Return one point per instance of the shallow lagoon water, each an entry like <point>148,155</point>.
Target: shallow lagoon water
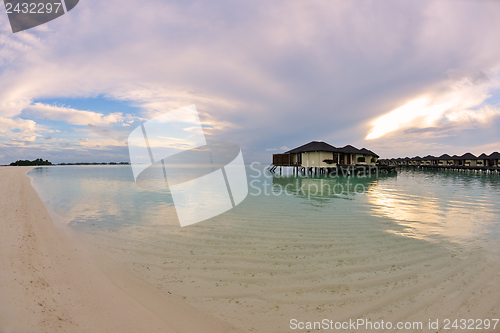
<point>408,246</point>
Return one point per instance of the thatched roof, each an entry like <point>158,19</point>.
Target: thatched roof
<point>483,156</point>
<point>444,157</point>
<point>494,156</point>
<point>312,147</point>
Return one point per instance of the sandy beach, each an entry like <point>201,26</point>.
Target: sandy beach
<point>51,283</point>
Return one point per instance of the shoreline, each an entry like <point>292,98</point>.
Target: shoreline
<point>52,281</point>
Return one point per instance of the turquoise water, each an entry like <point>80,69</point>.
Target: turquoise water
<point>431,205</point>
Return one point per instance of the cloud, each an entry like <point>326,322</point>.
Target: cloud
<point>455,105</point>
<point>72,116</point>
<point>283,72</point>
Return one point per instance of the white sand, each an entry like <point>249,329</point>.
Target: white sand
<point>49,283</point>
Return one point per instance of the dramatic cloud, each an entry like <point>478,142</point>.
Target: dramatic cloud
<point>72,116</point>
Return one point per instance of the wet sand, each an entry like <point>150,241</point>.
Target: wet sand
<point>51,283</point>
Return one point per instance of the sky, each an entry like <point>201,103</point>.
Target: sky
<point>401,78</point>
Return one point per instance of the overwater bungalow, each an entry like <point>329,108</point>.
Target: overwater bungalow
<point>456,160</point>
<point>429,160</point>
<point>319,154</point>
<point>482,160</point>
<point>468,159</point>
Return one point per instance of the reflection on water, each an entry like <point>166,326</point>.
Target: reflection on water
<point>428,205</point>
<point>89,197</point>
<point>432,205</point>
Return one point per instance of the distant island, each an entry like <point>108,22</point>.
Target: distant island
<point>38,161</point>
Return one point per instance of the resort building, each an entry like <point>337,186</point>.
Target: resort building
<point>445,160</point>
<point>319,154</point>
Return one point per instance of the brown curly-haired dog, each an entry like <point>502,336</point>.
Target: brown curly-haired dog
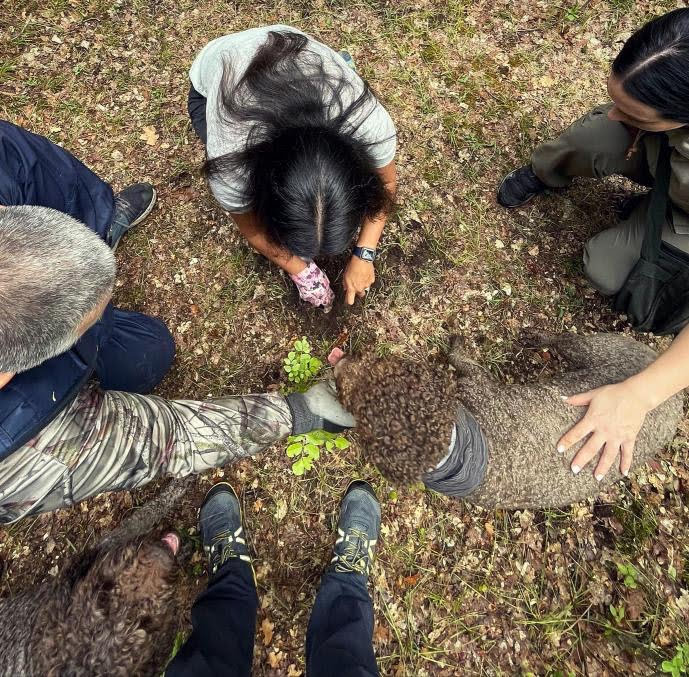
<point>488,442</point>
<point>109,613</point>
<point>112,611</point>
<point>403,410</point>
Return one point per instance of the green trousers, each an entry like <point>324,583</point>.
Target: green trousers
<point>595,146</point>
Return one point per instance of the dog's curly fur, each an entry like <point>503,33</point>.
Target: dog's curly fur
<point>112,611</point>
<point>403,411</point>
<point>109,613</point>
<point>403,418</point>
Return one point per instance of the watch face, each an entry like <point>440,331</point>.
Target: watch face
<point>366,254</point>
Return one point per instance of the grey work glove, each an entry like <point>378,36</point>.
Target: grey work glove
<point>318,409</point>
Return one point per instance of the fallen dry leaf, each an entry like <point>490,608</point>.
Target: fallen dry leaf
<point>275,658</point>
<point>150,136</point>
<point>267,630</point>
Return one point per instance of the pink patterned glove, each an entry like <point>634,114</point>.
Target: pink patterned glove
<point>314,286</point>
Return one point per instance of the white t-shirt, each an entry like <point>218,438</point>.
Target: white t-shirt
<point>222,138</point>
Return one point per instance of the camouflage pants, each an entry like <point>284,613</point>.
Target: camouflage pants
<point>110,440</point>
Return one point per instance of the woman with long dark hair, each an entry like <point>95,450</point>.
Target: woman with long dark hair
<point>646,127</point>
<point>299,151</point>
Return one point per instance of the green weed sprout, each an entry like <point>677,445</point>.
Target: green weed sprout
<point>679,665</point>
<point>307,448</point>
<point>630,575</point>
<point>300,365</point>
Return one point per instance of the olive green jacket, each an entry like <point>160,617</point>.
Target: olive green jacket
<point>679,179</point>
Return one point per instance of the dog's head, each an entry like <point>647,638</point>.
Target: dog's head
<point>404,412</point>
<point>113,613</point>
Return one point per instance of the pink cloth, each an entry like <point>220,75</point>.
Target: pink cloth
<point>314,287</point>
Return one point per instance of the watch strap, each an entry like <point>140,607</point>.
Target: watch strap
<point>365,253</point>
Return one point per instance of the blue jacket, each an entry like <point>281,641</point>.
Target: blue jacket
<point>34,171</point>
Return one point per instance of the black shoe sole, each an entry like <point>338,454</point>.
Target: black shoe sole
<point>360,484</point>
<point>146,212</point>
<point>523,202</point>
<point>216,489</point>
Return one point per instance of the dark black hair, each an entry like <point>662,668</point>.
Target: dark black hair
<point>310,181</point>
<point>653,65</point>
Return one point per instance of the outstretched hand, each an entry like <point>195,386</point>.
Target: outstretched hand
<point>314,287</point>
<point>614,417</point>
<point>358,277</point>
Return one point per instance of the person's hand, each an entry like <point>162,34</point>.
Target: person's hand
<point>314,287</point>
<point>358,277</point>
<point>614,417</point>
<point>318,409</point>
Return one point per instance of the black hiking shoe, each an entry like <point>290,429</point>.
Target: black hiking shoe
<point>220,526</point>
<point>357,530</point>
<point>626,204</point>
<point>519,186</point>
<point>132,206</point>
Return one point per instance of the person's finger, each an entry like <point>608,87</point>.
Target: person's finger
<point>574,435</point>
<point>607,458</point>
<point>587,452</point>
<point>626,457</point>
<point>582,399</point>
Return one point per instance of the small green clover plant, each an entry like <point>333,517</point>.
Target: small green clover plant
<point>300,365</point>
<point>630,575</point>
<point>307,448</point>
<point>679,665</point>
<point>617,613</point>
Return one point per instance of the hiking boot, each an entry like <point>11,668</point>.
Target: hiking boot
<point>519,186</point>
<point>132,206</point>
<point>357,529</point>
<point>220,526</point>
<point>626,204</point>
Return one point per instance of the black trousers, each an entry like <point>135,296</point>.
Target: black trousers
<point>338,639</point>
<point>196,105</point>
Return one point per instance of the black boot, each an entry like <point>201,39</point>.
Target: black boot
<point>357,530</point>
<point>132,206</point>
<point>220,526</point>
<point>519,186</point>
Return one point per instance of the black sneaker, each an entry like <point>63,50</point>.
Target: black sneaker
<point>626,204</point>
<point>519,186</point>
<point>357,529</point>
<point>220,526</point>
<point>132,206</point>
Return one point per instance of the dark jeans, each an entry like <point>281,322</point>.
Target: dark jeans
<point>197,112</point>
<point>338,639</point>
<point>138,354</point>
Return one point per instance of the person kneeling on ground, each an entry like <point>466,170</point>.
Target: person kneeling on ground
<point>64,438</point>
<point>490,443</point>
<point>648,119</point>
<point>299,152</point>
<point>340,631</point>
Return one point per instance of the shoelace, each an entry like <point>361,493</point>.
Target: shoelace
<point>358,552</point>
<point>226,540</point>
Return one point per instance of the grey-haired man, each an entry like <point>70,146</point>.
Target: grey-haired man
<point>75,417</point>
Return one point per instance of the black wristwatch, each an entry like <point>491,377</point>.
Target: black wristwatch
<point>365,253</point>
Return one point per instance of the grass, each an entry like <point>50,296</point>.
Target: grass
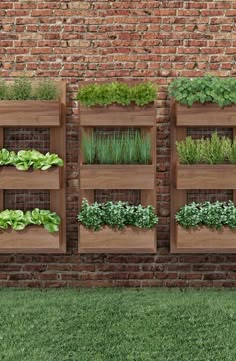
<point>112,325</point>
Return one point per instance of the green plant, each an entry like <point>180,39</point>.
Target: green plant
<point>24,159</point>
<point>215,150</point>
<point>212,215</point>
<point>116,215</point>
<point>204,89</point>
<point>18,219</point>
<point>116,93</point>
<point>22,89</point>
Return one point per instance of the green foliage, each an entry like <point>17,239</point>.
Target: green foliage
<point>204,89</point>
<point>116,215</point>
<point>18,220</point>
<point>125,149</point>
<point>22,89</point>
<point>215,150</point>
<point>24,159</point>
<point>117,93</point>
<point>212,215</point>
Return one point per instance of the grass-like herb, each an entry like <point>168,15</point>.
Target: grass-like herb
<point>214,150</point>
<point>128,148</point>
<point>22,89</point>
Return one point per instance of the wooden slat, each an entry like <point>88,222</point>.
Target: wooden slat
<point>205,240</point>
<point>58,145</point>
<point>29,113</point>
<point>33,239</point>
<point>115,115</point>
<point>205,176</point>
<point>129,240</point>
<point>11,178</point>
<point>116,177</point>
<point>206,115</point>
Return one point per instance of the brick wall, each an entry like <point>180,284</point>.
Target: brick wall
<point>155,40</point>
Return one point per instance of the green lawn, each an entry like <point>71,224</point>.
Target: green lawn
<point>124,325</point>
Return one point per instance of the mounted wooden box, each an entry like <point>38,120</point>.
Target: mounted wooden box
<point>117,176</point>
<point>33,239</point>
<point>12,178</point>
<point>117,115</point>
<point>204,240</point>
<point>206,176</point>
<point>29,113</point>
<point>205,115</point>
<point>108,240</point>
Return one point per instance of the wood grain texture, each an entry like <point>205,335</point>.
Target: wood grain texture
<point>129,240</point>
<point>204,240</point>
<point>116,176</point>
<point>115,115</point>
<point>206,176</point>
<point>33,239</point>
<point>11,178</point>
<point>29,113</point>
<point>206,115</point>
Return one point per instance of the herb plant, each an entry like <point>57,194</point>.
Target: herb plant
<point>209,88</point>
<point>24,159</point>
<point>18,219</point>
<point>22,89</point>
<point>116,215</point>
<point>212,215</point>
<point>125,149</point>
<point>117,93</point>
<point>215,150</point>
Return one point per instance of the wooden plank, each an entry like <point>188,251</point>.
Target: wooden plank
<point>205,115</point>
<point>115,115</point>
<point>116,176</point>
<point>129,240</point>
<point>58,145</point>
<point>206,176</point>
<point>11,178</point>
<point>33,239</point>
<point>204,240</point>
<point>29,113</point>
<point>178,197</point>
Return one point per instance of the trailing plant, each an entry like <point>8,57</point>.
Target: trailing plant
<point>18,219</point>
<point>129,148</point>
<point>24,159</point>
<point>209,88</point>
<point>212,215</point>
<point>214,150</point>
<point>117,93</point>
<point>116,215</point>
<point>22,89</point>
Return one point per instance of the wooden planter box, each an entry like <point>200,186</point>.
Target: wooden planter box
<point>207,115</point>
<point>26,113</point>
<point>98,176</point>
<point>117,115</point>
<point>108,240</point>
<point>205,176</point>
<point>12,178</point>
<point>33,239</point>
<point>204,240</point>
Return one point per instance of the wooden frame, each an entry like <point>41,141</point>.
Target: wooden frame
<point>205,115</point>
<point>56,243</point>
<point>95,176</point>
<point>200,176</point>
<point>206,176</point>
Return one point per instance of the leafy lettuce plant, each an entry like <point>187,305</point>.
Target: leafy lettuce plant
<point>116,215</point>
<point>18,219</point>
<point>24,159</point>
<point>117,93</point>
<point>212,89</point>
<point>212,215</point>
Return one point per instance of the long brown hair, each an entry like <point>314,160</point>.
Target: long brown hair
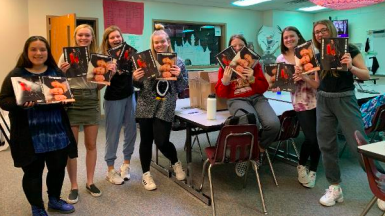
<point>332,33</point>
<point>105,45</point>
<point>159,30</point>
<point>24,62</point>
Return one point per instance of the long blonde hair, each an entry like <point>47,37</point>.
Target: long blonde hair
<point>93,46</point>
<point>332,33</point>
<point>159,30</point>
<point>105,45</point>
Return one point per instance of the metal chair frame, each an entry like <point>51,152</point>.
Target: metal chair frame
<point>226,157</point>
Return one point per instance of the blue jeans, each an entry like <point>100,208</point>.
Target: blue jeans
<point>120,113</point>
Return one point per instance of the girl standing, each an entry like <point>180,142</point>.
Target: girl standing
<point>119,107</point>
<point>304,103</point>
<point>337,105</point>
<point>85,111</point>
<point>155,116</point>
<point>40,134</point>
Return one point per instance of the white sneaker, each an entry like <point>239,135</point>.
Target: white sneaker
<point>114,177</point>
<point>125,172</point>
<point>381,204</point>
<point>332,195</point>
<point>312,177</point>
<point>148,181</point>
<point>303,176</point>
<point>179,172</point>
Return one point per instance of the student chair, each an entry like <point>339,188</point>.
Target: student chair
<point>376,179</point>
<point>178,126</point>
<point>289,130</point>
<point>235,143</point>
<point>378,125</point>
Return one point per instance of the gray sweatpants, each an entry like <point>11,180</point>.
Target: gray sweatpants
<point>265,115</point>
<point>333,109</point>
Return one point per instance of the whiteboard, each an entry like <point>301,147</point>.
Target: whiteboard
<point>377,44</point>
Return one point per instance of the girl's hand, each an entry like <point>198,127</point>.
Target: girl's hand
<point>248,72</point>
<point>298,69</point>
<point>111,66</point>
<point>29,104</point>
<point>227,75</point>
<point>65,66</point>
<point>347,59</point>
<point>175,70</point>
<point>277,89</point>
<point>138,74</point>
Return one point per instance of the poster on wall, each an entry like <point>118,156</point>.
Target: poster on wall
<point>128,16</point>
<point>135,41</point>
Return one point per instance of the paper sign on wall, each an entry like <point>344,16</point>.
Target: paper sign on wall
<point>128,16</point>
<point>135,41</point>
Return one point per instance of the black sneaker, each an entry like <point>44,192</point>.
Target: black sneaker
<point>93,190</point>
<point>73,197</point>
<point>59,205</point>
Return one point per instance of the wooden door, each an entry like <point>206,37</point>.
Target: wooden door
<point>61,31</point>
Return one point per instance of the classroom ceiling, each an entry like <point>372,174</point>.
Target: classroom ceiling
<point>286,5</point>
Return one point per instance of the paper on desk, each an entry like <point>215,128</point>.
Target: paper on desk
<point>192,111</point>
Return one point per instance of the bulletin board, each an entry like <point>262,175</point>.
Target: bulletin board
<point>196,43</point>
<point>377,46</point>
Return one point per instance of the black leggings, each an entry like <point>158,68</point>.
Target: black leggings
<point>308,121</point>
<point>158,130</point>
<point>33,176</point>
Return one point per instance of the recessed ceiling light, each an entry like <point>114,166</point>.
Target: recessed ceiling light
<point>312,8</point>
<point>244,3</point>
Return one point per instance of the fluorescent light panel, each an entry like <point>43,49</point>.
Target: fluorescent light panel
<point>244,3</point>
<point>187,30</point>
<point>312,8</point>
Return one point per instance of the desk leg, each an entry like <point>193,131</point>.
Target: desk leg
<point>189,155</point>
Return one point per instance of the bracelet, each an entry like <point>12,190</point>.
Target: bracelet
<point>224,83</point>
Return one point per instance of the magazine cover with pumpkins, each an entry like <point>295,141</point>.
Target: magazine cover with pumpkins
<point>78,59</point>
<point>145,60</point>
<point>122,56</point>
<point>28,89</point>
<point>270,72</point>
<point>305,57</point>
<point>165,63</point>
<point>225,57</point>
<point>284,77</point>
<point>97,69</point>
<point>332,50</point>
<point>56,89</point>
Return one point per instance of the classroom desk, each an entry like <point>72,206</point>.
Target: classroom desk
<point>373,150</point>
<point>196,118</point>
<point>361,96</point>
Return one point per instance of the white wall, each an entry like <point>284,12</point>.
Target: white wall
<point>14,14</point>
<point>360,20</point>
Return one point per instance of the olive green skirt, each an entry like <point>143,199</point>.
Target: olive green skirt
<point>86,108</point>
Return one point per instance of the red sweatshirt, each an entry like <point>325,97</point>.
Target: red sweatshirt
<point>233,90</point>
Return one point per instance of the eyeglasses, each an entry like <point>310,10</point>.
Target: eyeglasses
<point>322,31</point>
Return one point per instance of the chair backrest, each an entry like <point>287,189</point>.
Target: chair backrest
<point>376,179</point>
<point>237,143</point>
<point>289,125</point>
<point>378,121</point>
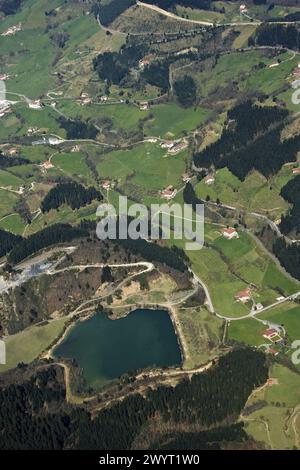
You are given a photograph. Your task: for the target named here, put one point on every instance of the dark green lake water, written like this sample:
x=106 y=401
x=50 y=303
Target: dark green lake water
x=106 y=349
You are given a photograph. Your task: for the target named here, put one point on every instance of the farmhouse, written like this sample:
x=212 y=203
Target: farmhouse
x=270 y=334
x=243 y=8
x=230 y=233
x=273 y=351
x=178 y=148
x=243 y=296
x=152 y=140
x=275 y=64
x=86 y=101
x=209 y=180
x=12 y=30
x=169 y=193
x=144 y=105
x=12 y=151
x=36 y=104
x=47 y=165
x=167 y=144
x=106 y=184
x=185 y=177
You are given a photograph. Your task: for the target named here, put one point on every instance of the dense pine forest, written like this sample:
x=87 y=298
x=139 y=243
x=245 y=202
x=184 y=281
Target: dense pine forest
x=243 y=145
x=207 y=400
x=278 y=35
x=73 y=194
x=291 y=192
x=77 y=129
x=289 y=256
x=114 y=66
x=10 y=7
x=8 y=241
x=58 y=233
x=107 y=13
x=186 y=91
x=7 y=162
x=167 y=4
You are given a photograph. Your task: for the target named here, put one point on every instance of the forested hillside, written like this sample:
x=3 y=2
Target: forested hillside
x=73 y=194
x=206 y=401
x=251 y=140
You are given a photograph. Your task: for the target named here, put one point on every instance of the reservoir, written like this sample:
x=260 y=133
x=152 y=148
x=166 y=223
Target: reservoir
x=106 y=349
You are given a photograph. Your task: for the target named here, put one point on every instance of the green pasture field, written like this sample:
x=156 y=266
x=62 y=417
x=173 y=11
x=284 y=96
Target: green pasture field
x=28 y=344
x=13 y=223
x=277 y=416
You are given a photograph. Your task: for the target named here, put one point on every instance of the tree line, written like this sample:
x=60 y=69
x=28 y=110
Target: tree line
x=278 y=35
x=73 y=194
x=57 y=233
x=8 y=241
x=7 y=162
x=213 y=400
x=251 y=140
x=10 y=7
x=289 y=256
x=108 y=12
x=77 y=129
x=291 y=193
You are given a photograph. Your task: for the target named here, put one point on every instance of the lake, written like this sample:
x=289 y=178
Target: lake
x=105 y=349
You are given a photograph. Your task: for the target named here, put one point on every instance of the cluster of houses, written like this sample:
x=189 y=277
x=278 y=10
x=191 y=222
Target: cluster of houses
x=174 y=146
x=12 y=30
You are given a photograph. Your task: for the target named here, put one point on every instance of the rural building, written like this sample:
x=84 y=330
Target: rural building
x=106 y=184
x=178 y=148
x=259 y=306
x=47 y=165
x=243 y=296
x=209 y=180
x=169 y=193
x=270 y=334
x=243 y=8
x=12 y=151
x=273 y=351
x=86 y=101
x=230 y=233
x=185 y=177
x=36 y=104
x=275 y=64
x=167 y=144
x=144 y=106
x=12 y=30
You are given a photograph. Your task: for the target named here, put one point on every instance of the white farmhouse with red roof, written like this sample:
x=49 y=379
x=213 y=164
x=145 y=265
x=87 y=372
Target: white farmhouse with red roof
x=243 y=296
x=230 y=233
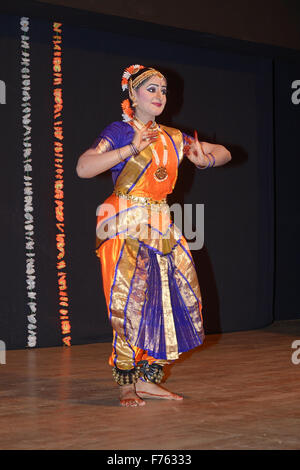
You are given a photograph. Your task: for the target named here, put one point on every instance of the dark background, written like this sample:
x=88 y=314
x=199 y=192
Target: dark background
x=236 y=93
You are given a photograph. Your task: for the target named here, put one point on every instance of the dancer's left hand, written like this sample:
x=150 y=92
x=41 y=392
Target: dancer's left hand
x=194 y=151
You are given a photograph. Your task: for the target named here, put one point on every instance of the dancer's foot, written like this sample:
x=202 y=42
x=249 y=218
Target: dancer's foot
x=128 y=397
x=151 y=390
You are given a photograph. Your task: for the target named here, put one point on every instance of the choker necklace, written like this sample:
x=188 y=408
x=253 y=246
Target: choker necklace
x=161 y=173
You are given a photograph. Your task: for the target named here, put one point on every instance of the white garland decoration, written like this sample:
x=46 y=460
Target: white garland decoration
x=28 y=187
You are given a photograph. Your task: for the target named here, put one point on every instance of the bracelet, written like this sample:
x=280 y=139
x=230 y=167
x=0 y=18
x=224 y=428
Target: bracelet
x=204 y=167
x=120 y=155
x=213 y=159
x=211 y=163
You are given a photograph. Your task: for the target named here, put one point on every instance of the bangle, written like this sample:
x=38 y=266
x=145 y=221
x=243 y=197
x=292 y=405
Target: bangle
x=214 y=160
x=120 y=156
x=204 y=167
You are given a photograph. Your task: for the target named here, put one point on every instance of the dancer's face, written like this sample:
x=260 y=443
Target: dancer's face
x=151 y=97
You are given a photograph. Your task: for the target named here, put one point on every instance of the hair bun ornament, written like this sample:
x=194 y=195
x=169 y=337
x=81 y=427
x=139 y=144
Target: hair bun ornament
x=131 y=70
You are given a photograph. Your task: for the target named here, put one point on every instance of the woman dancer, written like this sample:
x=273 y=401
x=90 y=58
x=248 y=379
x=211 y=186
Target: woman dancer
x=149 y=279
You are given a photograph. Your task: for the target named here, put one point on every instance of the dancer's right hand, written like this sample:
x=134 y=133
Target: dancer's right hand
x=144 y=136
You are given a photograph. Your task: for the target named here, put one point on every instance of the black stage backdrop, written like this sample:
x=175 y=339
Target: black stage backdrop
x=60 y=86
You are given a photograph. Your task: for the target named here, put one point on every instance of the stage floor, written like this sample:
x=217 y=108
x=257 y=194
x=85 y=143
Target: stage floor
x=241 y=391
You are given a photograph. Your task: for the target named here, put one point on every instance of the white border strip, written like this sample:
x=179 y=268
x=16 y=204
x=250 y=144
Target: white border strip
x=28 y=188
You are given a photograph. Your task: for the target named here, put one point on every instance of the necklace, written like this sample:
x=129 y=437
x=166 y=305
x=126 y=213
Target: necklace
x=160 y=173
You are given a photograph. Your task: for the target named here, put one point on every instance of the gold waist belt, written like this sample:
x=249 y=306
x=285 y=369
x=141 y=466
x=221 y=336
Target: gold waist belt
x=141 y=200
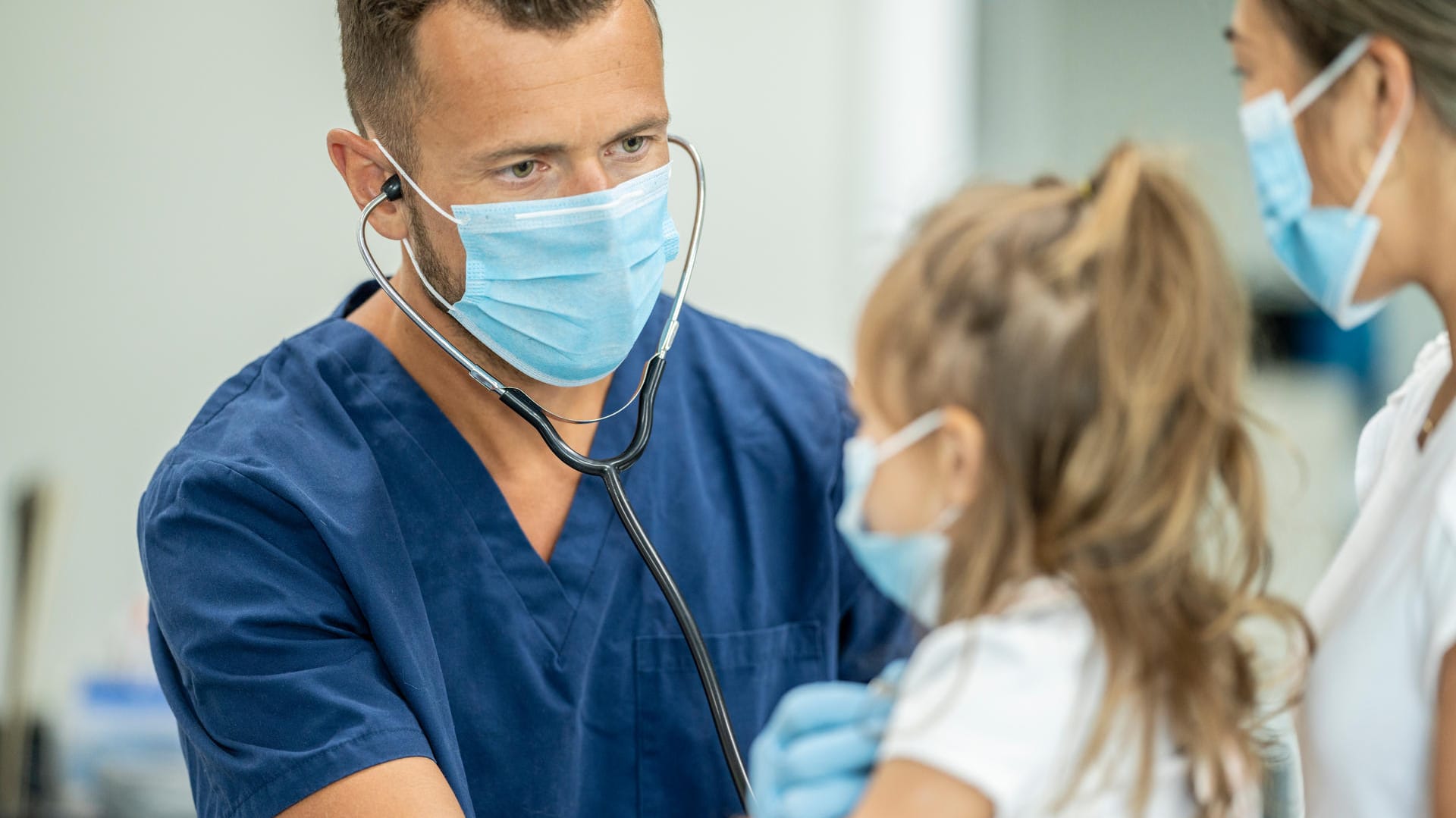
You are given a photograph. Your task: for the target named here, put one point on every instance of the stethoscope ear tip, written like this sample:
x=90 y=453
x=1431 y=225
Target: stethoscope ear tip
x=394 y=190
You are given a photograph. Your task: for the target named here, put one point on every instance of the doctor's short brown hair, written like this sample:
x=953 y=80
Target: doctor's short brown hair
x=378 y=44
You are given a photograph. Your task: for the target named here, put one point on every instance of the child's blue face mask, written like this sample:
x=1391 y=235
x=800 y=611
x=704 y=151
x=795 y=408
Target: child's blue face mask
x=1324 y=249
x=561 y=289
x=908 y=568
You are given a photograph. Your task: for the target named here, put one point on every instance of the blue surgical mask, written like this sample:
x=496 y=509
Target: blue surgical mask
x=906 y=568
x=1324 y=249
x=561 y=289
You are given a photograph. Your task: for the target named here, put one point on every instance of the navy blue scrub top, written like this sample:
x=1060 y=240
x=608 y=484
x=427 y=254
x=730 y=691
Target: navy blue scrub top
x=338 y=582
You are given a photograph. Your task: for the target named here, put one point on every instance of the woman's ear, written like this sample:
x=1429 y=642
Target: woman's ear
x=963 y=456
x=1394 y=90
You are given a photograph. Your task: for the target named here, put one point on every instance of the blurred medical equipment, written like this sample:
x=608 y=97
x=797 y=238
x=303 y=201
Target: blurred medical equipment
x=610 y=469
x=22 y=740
--------
**Exercise instructions**
Rename "lagoon" to "reef" in the data, beginning with the first line and stopping after the line that contains "<point>408,246</point>", and change nothing else. Leave the pictures out of your answer.

**Solution**
Return one point per instance of the shallow reef water, each an entry like <point>148,155</point>.
Target: shallow reef water
<point>408,246</point>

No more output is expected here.